■ Kaynak Metin ■
╭──

Ramazan ayı, ay takvimine (aya göre hesaplanan) göre, dokuzuncu ayın adıdır. Ramazan ayının dinimizde büyük bir önemi ve diğer aylar arasında seçkin bir yeri vardır. Çünkü kutsal kitabımız Kur´an bu ayda indirilmeye başlanmıştır. Kur´an´da bin aydan daha hayırlı olduğu bildirilen "kadir gecesi" yine bu ay içinde kutlanır. Ayrıca İslam´ın temel ibadetlerinden olan oruç da bu ayda tutulur. Bu nedenle Ramazan ayı, Müslümanlar için en kutsal aydır ve ona "on bir ayın sultanı" denilmiştir.

Ramazan ayını değerli kılan nedenlerden birisi, Kutsal kitabımız olan Kur´an´ın bu ayda indirilmiş olmasıdır. Yüce Allah Kur´an´da " Ramazan ayı insanları kurtuluş yolan götüren, doğruyu yanlıştan ayıran Kur´an´ın indiği aydır. "(Bakara suresi, ayet 185) buyurmuştur. Kur´an´, Allah tarafından insanlara öğüt vermek ve yol göstermek için gönderilmiştir. Bu nedenle Kur´an insan için hayati değer taşır. Kur´an okumak bir ibadettir. Peygamberimiz Allah´ın bildirdiği görev ve sorumluluklarımızı sıkça hatırlamamız için Kur´an´ı çok okumayı teşvik etmiştir.

╰──

■ Verilen Bilgiler ■
╭──

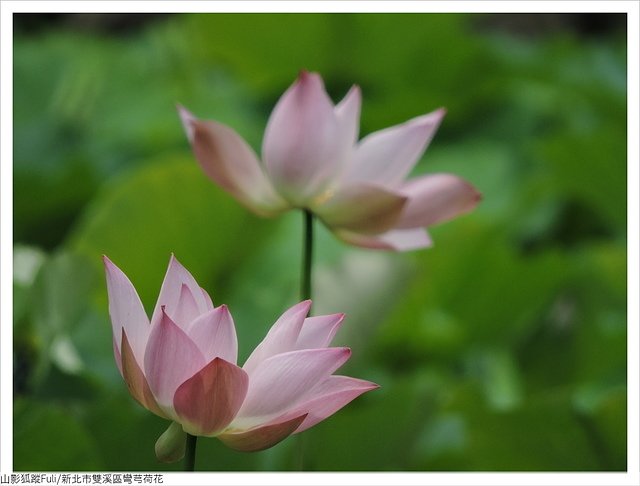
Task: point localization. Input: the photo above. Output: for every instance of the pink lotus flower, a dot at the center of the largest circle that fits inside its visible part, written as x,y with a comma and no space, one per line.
181,365
311,159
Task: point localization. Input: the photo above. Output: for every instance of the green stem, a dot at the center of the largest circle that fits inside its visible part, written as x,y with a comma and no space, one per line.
305,294
190,453
307,256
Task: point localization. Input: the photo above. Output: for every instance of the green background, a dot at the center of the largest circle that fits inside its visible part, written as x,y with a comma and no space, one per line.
502,348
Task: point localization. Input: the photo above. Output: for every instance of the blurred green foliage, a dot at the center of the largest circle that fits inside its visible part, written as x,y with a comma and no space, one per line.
502,348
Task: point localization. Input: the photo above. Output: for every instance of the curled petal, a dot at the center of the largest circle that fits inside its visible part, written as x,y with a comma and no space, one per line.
348,115
126,312
170,359
387,156
215,335
362,208
327,398
179,284
282,380
207,299
436,198
318,331
135,379
187,309
300,148
281,337
230,162
208,401
261,437
396,240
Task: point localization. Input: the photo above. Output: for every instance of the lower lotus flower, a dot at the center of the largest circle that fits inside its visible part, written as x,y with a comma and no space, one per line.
181,365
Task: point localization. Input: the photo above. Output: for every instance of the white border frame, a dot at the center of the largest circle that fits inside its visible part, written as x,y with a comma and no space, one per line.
631,8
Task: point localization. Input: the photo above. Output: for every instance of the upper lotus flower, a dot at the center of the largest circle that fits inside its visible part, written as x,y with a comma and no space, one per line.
182,366
311,159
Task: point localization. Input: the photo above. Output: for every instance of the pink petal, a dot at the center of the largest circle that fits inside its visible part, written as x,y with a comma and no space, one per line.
170,359
396,240
208,401
281,337
436,198
172,293
231,163
318,332
126,312
261,437
327,398
348,115
215,335
279,382
135,379
362,208
301,148
387,156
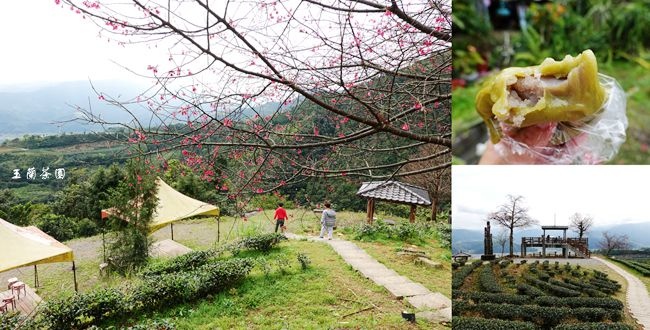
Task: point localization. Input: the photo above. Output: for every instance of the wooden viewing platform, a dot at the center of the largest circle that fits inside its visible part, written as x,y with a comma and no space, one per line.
27,302
579,246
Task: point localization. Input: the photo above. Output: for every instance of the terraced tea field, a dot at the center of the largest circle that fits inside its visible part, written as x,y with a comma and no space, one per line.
535,295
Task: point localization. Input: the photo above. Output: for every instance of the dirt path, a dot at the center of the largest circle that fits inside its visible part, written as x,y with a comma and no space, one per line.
431,305
637,295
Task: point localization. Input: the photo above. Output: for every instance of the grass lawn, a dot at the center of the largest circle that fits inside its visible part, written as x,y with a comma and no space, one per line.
634,79
436,280
330,294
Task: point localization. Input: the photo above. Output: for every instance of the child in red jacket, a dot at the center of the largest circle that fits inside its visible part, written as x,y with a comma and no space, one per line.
280,216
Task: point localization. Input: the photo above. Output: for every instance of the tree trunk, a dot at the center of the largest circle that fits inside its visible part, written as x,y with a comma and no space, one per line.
511,239
434,209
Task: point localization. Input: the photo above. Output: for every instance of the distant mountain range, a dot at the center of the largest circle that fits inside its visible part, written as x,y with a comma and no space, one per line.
48,108
43,109
471,241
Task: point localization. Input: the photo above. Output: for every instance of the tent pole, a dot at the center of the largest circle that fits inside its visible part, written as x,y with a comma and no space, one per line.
104,243
412,214
36,276
74,274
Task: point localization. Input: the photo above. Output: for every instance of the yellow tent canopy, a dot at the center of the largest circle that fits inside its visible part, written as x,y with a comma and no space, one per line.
26,246
173,206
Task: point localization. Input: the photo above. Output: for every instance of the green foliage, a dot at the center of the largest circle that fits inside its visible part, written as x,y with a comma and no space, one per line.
529,290
270,201
442,232
459,276
404,231
474,323
187,262
153,325
60,227
304,260
641,268
595,326
611,29
133,203
553,289
10,321
542,315
84,309
152,294
486,280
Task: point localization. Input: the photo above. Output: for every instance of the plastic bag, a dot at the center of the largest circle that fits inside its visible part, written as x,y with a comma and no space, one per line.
593,140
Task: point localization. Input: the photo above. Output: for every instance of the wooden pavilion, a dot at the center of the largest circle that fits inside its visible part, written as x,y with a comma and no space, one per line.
394,192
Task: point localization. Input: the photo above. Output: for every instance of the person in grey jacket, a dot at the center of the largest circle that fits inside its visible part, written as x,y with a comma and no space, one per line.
327,221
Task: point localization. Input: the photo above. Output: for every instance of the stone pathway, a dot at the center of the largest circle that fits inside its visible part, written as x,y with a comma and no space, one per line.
431,305
638,300
168,249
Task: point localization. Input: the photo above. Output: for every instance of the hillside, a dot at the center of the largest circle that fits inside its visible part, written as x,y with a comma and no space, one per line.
471,241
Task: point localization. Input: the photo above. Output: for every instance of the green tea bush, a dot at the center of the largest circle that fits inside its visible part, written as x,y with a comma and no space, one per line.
594,326
529,290
263,242
496,298
564,284
542,315
553,289
153,293
10,321
486,280
304,260
473,323
84,309
459,276
573,302
186,262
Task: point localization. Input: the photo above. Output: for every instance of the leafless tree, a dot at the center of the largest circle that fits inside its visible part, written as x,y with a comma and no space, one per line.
501,239
610,242
288,90
438,183
511,215
581,223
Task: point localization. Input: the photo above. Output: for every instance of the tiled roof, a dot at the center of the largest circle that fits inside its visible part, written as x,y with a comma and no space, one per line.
395,192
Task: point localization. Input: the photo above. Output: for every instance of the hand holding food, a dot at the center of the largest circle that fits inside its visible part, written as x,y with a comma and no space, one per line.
581,112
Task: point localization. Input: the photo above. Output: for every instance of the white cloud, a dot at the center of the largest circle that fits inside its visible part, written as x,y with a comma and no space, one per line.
611,194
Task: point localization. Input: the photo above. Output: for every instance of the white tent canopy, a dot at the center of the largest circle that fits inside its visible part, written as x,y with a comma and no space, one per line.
173,206
26,246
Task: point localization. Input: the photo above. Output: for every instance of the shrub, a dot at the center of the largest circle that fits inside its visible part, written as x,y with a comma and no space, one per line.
529,290
10,321
163,290
94,307
186,262
473,323
263,242
487,281
553,289
304,260
459,276
84,309
606,303
594,326
497,298
541,315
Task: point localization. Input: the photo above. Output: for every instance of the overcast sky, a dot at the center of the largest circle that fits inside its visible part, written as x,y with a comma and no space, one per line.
43,42
611,194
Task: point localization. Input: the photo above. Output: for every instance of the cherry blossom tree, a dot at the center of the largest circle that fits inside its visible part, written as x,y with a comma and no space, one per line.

╰──

■ Görev A ■
Ramazan ayıyla ilgili metinde "Ramazan ayını değerli" sözleriyle başlayıp "okumayı teşvik etmiştir." sözleriyle biten bölümü hiç değiştirmeden kopyalayın.
■ Görev B ■
Ramazan ayını anlatan metni son cümlesinden sonra sürdürün.

■ Yazılı Yanıt A ■
Ramazan ayını değerli kılan nedenlerden birisi, Kutsal kitabımız olan Kur´an´ın bu ayda indirilmiş olmasıdır. Yüce Allah Kur´an´da " Ramazan ayı insanları kurtuluş yolan götüren, doğruyu yanlıştan ayıran Kur´an´ın indiği aydır. "(Bakara suresi, ayet 185) buyurmuştur. Kur´an´, Allah tarafından insanlara öğüt vermek ve yol göstermek için gönderilmiştir. Bu nedenle Kur´an insan için hayati değer taşır. Kur´an okumak bir ibadettir. Peygamberimiz Allah´ın bildirdiği görev ve sorumluluklarımızı sıkça hatırlamamız için Kur´an´ı çok okumayı teşvik etmiştir.

■ Yazılı Yanıt B ■
Müslümanlar, ramazan ayında Kur´an okumaya her zamankinden daha çok özen gösterirler. Bunun için evlerde veya camilerde bir araya gelerek, her gün Kur´an´dan yirmi sayfa okurlar. Ramazan ayının sonuna gelindiğin de ise Kur´an´ı baştan sona bir kez okumuş olurlar. Buna hatim denir. Daha sonra hatim duası yapılır. Müslümanlar yüzyıllar boyu bu geleneği devam ettirmişlerdir.

Ramazan ayını önemli kılan etkenlerden biri de, dinimizin temel ibadetlerinden olan orucun bu ay içinde tutulmasıdır. Yüce Allah Kur´an´da "…Kim Ramazan ayına ulaşırsa oruç tutsun" (Bakara suresi, 185. ayet) buyurarak, ramazan ayında oruç tutulmasını emretmektedir. Bu nedenle Müslümanlar ramazan ayı boyunca oruç tutarlar.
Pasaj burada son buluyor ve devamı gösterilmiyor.